§ SOURCE DOCUMENT
..........

Further, we should never forget the fact that Covid impacted poorer communities harder, and that teachers have had to support many children from those backgrounds who disproportionately suffered isolation, trauma and bereavement.
Schools were promised additional funding, staffing and resources to aid educational recovery in the wake of Covid. Sadly, this has proven to be both too short-term and wholly insufficient to allow schools to provide the additional support that young people need to overcome the complex challenges that they continue to face. It is a cruel irony that in the full wake of Covid, local authorities were being urged and some were trying to recruit every single GTCS-registered teacher, including those long-retired; whereas now, with huge challenges before us, we have some local authorities slashing teacher jobs, increasing class sizes and forcing recently qualified teachers to seek careers elsewhere and other, more rural, local authorities struggling to recruit teachers at all.
The reality is that, far from having additional resources, teachers continue to struggle with the impact of inadequate funding, reductions in staffing, and a scarcity of the resources needed to support all young people, including those from less affluent backgrounds and the growing number with additional support needs.

..........

§ PROVIDED MATERIAL

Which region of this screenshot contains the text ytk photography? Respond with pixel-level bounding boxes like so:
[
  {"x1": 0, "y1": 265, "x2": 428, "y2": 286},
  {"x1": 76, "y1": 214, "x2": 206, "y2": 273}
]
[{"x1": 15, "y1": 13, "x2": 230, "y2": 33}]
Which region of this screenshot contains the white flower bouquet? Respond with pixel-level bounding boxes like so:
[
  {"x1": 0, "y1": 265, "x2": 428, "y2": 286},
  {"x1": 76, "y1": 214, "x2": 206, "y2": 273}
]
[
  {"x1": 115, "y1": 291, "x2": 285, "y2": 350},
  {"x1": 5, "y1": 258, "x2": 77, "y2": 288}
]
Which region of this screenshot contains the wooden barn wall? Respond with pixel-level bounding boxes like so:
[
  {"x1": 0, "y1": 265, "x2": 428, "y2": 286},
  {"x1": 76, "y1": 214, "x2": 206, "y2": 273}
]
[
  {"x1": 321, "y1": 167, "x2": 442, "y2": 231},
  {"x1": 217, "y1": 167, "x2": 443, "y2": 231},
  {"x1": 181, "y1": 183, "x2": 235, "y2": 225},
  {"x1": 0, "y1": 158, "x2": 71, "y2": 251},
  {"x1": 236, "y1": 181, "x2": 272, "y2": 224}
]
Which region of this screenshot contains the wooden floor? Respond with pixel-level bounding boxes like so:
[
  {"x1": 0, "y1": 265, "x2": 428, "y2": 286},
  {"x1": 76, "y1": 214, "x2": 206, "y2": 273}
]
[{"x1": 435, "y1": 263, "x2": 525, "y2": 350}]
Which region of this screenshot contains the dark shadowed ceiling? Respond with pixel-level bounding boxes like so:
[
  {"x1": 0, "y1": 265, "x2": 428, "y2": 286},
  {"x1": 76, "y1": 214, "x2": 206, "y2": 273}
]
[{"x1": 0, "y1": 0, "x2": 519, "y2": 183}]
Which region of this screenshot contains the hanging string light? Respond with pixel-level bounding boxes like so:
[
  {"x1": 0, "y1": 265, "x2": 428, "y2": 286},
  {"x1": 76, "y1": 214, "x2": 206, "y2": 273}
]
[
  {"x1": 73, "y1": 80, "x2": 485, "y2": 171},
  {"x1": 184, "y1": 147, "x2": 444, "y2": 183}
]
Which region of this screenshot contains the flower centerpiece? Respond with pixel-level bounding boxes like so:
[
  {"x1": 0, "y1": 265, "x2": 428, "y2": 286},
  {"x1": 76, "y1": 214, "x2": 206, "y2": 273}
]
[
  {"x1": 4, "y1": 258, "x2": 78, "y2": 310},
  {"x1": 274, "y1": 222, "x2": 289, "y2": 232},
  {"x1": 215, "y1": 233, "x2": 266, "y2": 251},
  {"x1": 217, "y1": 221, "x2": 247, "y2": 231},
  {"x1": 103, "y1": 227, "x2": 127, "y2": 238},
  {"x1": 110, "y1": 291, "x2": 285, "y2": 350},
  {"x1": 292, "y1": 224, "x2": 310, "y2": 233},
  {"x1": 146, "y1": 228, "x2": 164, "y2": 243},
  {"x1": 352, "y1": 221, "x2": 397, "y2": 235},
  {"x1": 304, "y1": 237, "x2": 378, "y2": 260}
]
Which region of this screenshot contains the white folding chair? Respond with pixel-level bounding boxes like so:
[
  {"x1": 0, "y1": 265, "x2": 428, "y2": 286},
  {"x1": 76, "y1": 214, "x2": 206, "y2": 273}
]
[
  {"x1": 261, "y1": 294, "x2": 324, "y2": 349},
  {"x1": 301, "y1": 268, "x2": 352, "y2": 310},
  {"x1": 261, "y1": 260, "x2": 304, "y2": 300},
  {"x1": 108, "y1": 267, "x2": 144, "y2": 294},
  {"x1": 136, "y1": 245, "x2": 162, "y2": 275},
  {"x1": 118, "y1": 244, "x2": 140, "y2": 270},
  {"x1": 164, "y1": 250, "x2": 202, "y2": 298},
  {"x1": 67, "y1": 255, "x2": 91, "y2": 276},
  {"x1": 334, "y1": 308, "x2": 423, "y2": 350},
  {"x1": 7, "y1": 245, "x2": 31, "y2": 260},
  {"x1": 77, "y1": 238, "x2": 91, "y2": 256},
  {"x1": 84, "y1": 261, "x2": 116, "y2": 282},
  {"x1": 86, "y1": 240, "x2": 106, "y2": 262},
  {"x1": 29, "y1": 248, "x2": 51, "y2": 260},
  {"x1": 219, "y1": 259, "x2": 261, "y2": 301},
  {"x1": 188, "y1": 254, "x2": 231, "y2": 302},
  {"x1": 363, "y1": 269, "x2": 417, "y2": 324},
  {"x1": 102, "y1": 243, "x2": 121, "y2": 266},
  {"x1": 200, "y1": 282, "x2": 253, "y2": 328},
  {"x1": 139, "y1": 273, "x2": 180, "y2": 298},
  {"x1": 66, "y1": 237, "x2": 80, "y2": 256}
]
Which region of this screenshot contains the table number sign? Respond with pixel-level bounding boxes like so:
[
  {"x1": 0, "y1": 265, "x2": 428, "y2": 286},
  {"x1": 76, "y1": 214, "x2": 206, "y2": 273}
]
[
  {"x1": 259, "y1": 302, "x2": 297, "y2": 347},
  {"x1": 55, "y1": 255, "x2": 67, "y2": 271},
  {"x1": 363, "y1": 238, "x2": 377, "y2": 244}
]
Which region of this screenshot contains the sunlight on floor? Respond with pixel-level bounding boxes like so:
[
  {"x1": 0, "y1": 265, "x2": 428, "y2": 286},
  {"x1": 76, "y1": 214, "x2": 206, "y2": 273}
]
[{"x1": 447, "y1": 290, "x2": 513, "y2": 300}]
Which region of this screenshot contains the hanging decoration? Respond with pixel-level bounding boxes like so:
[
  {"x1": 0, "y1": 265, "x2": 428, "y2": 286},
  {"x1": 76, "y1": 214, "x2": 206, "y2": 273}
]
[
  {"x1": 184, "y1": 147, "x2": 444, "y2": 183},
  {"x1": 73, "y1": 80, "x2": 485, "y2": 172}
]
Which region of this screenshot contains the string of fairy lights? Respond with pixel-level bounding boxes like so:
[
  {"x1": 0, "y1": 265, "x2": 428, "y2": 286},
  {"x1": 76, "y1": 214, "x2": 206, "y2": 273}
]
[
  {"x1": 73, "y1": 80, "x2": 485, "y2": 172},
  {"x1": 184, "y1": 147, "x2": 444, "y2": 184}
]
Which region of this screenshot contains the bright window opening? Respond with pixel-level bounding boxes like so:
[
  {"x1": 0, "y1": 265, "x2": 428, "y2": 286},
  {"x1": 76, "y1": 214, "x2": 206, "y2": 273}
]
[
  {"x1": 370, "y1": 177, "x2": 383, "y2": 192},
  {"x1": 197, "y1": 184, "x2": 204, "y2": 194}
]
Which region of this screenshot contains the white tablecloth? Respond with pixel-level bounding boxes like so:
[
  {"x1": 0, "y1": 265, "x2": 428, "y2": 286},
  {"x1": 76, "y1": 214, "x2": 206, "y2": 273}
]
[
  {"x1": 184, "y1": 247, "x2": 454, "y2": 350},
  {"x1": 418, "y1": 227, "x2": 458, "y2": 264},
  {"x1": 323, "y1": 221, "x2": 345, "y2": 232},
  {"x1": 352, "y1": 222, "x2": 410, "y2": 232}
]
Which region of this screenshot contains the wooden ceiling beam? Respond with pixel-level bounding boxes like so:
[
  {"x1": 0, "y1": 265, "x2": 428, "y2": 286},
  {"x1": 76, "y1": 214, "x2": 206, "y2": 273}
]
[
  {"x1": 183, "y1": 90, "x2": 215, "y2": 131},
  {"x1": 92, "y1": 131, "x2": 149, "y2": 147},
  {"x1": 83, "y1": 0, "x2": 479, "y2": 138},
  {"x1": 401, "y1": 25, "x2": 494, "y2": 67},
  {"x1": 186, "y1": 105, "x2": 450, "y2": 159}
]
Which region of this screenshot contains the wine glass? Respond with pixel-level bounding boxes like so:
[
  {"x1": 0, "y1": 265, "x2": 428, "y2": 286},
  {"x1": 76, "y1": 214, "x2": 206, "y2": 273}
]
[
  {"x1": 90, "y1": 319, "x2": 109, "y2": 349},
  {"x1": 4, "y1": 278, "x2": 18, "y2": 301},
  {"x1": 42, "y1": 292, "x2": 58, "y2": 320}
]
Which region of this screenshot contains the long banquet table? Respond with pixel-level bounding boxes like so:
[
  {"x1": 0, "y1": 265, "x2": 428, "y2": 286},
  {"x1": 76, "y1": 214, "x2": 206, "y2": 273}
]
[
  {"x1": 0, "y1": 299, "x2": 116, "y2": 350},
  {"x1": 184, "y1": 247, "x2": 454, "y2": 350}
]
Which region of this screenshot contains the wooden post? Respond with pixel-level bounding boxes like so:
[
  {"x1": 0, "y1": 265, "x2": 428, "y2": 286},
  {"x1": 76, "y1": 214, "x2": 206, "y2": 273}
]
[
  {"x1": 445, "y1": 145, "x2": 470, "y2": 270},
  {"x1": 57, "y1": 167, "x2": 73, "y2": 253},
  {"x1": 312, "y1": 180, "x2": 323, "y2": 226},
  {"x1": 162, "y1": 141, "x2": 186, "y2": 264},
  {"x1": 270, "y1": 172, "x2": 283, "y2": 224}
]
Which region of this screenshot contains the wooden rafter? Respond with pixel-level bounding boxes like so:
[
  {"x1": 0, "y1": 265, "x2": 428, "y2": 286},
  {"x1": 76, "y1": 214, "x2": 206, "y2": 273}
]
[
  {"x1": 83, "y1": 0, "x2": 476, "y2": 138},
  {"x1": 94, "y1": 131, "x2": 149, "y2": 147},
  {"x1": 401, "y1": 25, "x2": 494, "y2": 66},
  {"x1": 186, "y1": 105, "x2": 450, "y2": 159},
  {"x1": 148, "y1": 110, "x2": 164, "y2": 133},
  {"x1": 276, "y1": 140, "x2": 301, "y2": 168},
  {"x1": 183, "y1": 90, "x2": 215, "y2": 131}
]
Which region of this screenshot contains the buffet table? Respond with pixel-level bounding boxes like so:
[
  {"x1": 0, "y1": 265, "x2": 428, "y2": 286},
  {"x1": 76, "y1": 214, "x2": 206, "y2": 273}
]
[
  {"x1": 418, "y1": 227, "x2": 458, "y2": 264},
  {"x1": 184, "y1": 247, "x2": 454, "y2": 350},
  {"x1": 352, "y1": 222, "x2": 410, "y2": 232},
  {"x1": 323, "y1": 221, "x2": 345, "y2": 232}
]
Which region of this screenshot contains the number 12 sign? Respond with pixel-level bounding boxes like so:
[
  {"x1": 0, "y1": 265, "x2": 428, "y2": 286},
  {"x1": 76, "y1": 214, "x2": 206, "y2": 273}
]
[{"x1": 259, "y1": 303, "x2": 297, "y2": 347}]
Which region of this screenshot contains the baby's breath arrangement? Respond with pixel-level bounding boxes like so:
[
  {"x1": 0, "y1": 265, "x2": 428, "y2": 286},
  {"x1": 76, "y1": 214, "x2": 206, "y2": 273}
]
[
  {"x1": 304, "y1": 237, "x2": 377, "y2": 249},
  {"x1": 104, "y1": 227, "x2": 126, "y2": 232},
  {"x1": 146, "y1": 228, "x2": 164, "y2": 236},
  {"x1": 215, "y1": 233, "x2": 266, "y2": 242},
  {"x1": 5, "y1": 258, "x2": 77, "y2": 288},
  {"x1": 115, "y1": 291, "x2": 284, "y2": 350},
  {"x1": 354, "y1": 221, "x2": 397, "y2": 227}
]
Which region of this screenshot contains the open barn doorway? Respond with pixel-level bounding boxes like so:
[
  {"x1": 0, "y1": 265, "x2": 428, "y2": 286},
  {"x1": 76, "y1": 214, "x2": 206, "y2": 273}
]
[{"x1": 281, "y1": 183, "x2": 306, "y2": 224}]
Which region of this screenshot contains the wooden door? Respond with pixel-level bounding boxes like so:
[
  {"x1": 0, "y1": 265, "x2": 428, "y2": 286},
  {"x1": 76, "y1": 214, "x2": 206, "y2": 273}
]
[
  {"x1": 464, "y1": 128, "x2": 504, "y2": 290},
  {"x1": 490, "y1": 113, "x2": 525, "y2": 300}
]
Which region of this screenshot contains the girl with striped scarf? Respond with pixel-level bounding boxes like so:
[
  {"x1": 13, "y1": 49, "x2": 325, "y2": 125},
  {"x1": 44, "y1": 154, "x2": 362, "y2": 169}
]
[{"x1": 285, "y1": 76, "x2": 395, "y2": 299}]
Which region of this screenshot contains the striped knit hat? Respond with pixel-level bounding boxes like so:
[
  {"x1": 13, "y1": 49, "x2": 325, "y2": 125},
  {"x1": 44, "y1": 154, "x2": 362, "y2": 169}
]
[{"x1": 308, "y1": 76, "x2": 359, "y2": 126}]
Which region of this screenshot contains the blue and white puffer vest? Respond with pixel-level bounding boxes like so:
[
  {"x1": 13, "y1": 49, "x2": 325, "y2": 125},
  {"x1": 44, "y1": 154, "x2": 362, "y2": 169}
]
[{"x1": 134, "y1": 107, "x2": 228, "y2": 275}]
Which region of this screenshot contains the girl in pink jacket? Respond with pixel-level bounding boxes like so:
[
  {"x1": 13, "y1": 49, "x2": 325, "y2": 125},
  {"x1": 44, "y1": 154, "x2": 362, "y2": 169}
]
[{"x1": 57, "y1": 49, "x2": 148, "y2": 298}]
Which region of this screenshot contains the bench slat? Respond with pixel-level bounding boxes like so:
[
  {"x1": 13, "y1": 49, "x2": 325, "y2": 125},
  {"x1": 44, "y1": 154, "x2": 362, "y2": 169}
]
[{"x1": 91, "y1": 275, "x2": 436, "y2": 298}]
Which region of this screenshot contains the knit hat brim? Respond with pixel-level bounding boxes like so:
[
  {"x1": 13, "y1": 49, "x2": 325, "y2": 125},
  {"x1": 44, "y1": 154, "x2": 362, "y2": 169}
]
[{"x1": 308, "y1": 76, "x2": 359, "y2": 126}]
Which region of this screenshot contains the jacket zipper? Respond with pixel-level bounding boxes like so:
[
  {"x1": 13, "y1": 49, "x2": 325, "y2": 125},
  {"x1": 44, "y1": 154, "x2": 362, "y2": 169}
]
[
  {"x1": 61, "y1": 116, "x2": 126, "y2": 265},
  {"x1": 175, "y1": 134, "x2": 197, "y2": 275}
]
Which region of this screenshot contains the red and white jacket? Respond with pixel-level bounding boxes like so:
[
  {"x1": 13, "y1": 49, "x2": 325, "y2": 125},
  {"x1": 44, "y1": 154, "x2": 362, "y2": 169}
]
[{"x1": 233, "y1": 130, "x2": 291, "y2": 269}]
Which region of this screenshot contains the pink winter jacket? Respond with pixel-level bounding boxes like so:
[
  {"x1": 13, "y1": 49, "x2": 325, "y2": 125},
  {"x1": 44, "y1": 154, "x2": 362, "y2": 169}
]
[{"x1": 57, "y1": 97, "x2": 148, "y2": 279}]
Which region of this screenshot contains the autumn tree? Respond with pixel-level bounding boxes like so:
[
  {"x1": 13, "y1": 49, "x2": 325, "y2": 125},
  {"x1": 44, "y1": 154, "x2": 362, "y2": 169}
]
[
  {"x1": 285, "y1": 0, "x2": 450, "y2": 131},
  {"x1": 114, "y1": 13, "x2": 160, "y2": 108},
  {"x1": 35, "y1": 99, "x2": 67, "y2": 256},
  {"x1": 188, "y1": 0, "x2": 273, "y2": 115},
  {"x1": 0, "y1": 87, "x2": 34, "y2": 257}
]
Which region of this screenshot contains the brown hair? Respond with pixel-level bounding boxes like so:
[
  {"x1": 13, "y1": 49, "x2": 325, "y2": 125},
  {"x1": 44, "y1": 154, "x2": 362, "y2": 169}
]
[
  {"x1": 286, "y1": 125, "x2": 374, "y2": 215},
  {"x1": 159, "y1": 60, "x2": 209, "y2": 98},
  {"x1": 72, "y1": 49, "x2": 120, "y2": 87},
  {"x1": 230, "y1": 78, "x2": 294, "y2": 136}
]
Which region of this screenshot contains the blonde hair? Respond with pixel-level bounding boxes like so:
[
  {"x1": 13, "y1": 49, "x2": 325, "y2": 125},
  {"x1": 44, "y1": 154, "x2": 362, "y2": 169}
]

..........

§ WHAT YOU HAVE TO DO
Answer these about the text on schools after Covid:
1. Which communities did Covid hit harder?
2. How does the text describe the extra funding, staffing and resources promised to schools?
3. Which growing group of young people does the text say teachers must support?
The items have nothing to do with the text on schools after Covid.

§ SOLUTION TO THE EXERCISE
1. Poorer communities.
2. As both too short-term and wholly insufficient.
3. Young people with additional support needs.